▶ _TASKS TO CARRY OUT_
(a) In the article on the student-founded marijuana delivery service, list each action that Tullis says users or patients will take in the app before a courier arrives.
(b) According to the article on the student-founded marijuana delivery service, what name are the founders giving their service?
(c) From the article on the student-founded marijuana delivery service, repeat the stretch from "Some are calling" through "two growing markets.".

▶ _PAGE EXCERPT_
□ □ □ □ □

Typically, the kids into after-school clubs weren't the same ones into marijuana, but those lines are blurring after legalization, and a pot business has emerged out of the entrepreneurship club at the University of Washington.
Josiah Tullis and Megh Vakharia, both 19, met in the club, and after coming up with a lot of business ideas, they found one involving a potential pot delivery service received the best response.
"When we really came up with this and started bouncing it off of our friends and sending people the designs, there was an overwhelming market demand, market need for this," said Tullis. "When we realized that, we realized that of all the projects we've sort of been tossing around, this is the one that we really need to see through to the end."
Some are calling the marketplace and delivery business they've come up with the "Uber of pot." Tullis explained how it will work on KIRO Radio's Jason Rantz Show.
"Our ultimate goal is to connect the dots between dispensaries and customers," said Tullis, of the service they're calling Canary. "We'll have multiple dispensaries listed on the app and users will be able to browse and filter by their favorite dispensary. Then patients will be able to place strains from those dispensaries into their cart, tag a delivery location in a zone that we deliver to, and within the hour, a Canary courier will arrive with their marijuana."
Tullis explained he and partner Vakharia saw an opportunity in two growing markets.

□ □ □ □ □

▶ _Stored items from a collection_

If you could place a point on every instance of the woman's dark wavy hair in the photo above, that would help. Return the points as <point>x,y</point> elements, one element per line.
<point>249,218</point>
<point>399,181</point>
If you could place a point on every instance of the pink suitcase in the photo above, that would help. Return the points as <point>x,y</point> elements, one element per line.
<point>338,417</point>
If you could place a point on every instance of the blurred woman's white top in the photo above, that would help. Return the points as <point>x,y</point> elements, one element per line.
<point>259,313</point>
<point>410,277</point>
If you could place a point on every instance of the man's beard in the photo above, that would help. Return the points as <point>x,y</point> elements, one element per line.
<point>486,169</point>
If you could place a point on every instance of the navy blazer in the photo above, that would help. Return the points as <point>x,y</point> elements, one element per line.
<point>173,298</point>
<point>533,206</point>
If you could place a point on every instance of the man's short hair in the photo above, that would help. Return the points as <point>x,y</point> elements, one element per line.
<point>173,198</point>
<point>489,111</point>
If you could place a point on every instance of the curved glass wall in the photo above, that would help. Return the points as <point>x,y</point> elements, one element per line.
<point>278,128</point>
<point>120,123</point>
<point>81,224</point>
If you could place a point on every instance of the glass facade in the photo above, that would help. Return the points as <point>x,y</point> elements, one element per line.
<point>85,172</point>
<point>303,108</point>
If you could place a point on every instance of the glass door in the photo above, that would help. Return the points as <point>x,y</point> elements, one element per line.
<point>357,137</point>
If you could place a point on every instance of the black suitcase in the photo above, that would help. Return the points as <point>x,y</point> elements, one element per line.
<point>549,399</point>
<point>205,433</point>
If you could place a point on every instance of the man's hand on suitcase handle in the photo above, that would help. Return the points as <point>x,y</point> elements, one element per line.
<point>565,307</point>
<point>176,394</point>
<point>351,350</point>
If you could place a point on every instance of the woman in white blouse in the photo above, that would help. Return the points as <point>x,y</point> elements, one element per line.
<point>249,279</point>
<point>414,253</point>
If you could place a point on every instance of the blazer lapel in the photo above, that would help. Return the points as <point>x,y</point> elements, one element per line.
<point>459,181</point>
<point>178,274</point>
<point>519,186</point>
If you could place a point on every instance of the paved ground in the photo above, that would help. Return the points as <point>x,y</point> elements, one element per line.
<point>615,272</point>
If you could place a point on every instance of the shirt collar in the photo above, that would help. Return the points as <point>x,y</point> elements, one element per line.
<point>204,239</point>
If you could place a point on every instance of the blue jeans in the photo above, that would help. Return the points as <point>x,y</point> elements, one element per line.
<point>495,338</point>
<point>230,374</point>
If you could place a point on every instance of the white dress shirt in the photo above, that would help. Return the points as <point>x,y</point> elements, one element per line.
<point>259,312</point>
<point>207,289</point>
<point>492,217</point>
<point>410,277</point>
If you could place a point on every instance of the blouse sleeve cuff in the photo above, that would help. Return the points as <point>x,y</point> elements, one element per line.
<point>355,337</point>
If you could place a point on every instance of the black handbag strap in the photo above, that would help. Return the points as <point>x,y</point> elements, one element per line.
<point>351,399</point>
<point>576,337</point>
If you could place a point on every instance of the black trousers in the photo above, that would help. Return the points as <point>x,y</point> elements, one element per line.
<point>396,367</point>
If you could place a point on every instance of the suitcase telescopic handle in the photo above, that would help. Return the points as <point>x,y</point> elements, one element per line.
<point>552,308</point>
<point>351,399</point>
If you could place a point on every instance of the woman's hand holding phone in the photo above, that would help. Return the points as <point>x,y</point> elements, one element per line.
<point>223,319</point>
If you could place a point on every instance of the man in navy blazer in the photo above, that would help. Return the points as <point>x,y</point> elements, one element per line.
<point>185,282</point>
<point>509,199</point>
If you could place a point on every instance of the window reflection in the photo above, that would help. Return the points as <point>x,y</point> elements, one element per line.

□ □ □ □ □

▶ _RESULTS_
(a)
- Browse and filter by their favorite dispensary
- Place strains from those dispensaries into their cart
- Tag a delivery location in a zone that the service delivers to

(b) Canary

(c)
Some are calling the marketplace and delivery business they've come up with the "Uber of pot." Tullis explained how it will work on KIRO Radio's Jason Rantz Show.
"Our ultimate goal is to connect the dots between dispensaries and customers," said Tullis, of the service they're calling Canary. "We'll have multiple dispensaries listed on the app and users will be able to browse and filter by their favorite dispensary. Then patients will be able to place strains from those dispensaries into their cart, tag a delivery location in a zone that we deliver to, and within the hour, a Canary courier will arrive with their marijuana."
Tullis explained he and partner Vakharia saw an opportunity in two growing markets.